:: ASSIGNED TASK A ::
In the post below on the volcano closure, copy the stretch from "What do Customers" through "Aviation Authority (ICAO)." word for word.
:: ASSIGNED TASK B ::
In the post below about the volcano closure, who is named as CEO of the International Air Transport Association?

January 20, 2011

What do Customers Believe about Your Organization

Who would have thought that Europe would be almost completely shut down by a volcano? From Iceland? For nearly a week?

Clearly no one did. Governments, the public and the airlines were completely unprepared. Giovanni Bisignani, CEO of the International Air Transport Association (IATA), described the closure as "a European embarrassment and a European mess. Airlines criticized governments for the across-the-board airspace closures. And passengers were furious with the airlines for abandonning them and not seeming to care! The blame game continued. "There is no internationally accepted standard explaining what level of ash concentration poses a threat to planes" said Roberto Kobeh Gonzales, head of the International Civil Aviation Authority (ICAO).

No one was prepared because we didn't think about the possibility of a volcano shutting down transportation. We also hadn't imagined that terrorists would fly planes into buildings in 2001. While we may not be able to predict what may stop people from flying, or the exact cause of a business shut-down, it is clear now that we must be prepared for the likely event that SOMETHING will do this.

:: EXTRACTED INFORMATION ::
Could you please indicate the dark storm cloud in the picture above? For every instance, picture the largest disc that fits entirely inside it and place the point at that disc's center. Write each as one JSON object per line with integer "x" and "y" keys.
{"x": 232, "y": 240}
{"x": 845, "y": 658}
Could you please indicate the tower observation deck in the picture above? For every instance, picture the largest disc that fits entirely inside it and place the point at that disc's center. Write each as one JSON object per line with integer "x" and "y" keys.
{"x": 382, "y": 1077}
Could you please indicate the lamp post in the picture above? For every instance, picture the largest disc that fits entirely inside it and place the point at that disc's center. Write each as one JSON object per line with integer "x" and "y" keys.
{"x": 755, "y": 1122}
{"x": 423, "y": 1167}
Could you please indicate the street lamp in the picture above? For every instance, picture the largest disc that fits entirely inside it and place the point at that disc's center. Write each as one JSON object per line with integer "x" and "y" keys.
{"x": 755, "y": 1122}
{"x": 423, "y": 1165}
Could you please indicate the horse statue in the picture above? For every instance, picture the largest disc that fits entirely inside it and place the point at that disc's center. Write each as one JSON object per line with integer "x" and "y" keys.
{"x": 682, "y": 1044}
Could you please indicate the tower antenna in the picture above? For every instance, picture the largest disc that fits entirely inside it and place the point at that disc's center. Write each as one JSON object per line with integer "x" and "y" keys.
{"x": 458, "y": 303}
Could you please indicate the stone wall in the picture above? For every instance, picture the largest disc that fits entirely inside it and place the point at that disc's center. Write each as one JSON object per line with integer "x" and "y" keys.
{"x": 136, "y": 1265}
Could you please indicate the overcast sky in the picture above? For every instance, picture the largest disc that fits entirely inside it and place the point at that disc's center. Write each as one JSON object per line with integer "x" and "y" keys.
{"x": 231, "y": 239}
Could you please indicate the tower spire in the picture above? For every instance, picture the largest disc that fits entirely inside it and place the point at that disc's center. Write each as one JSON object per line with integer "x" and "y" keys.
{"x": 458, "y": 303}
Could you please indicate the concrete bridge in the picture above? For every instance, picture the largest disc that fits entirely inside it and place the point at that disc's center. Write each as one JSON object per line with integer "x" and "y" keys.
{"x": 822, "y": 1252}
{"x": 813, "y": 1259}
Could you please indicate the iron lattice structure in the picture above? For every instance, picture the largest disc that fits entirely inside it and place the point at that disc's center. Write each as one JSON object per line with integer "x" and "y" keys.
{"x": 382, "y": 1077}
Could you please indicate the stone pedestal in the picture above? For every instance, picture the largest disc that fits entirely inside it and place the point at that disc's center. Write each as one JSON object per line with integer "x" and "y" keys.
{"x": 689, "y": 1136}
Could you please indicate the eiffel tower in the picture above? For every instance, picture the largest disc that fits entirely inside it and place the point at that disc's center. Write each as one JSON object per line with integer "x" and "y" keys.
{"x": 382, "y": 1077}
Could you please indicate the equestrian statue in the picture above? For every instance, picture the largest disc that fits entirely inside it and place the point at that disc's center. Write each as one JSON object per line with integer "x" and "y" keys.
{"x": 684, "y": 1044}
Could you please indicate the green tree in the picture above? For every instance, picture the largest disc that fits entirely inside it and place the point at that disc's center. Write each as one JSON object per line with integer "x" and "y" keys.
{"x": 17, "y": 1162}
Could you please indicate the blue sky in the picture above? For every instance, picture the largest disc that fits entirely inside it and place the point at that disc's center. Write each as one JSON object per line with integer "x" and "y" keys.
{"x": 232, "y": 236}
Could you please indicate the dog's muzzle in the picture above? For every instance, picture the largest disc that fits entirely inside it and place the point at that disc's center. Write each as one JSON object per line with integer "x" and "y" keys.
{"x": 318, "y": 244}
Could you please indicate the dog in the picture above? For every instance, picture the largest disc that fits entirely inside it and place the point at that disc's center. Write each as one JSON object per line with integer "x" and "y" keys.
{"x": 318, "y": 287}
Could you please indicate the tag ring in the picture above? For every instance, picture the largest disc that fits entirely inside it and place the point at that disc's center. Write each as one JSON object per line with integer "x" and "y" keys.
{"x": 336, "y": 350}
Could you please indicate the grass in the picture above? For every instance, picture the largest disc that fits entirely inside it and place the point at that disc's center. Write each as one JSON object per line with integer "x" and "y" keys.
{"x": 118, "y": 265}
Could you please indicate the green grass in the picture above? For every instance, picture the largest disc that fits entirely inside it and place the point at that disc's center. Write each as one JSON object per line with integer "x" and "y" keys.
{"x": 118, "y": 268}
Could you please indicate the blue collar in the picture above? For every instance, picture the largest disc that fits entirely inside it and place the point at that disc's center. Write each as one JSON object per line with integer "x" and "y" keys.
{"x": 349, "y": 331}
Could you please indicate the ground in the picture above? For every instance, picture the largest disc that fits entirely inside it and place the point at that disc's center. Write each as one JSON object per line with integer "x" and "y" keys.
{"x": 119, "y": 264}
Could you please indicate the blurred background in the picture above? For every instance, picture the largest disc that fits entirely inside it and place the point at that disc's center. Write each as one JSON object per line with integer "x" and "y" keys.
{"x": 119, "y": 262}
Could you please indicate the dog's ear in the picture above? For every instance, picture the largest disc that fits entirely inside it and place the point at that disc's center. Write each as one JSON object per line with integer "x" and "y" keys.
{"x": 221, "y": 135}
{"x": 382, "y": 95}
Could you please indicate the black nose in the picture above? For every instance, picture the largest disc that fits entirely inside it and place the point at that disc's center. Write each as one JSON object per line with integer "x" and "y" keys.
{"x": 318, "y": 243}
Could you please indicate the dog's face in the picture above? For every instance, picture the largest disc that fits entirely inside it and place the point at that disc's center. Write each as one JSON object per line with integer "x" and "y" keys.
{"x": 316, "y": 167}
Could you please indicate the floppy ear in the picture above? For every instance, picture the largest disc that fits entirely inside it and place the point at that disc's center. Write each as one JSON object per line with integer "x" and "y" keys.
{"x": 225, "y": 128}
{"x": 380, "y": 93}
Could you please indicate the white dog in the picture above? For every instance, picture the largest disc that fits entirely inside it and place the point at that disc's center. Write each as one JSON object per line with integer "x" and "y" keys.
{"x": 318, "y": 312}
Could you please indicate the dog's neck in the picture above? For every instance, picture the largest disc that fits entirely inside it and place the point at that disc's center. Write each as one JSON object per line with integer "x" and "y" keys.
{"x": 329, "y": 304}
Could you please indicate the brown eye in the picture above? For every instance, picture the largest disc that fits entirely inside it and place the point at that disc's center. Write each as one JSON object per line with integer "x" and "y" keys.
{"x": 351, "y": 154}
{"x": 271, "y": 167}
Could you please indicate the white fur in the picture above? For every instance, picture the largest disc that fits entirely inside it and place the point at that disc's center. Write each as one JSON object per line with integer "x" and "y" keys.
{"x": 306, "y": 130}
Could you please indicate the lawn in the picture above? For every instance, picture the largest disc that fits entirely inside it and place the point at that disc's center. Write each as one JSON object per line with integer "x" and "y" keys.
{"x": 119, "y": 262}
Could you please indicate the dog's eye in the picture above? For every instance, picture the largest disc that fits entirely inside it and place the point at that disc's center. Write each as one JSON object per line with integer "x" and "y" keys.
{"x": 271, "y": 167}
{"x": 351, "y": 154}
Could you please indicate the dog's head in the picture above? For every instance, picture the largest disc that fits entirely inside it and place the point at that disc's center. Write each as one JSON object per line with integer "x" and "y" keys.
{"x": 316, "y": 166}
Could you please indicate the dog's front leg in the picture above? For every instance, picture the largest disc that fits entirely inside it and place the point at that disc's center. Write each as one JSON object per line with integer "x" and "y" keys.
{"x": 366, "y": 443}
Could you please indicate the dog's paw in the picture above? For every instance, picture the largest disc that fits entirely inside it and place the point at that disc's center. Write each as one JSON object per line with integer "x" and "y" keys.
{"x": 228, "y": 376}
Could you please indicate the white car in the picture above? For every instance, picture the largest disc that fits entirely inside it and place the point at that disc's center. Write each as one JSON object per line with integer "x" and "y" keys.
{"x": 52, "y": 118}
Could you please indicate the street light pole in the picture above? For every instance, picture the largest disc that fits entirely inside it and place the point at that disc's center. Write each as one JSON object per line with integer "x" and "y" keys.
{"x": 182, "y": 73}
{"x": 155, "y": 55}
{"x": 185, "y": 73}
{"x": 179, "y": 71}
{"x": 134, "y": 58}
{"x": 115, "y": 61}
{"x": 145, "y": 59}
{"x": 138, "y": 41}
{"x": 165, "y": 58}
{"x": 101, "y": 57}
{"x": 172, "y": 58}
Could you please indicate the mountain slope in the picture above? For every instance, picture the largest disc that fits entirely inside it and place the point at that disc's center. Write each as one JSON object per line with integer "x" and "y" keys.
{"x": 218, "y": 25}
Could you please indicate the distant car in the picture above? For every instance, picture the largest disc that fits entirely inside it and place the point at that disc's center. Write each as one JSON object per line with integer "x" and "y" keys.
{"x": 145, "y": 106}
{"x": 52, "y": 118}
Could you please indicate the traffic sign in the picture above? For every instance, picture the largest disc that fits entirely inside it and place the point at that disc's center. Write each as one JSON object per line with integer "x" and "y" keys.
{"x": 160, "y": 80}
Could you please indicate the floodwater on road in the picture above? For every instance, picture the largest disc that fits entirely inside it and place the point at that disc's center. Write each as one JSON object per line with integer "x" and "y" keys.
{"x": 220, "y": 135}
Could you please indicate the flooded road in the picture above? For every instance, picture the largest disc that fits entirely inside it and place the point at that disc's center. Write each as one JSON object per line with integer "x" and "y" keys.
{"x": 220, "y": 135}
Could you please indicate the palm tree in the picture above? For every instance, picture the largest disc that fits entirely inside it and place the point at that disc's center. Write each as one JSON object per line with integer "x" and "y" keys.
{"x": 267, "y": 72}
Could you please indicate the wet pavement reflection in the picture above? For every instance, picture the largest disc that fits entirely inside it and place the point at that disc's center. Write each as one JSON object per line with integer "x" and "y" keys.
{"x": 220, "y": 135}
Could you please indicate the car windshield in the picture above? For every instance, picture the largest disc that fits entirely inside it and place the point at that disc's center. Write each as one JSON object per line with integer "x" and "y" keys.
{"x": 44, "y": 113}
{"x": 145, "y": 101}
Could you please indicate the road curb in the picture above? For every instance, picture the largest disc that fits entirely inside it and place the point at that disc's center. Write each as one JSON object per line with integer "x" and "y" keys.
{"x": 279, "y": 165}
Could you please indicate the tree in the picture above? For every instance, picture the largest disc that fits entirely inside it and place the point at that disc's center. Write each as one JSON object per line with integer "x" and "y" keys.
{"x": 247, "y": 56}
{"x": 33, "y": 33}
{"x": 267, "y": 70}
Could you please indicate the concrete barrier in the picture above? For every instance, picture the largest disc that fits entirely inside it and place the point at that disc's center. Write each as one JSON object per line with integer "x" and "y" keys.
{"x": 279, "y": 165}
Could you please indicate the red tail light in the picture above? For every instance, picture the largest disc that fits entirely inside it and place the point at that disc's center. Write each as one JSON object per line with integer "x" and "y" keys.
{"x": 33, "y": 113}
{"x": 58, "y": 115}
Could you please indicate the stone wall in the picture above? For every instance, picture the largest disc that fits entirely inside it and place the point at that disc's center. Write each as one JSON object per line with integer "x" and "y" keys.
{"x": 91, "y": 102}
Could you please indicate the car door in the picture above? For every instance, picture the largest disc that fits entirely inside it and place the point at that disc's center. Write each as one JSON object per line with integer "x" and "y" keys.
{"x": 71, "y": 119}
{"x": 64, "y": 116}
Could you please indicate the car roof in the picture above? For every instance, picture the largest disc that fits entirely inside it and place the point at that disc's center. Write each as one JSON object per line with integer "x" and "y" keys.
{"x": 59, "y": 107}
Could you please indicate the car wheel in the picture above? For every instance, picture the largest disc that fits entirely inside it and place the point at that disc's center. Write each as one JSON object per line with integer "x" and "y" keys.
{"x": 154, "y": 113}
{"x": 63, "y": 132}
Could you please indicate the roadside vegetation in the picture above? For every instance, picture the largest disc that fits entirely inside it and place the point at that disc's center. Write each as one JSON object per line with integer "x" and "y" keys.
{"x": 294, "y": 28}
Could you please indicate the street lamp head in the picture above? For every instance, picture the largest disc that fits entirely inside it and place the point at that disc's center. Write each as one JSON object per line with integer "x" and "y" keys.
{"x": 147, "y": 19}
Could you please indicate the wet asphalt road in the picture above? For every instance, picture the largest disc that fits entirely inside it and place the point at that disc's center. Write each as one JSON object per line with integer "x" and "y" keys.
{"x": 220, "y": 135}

:: ANSWER SECTION A ::
What do Customers Believe about Your Organization

Who would have thought that Europe would be almost completely shut down by a volcano? From Iceland? For nearly a week?

Clearly no one did. Governments, the public and the airlines were completely unprepared. Giovanni Bisignani, CEO of the International Air Transport Association (IATA), described the closure as "a European embarrassment and a European mess. Airlines criticized governments for the across-the-board airspace closures. And passengers were furious with the airlines for abandonning them and not seeming to care! The blame game continued. "There is no internationally accepted standard explaining what level of ash concentration poses a threat to planes" said Roberto Kobeh Gonzales, head of the International Civil Aviation Authority (ICAO).

:: ANSWER SECTION B ::
Giovanni Bisignani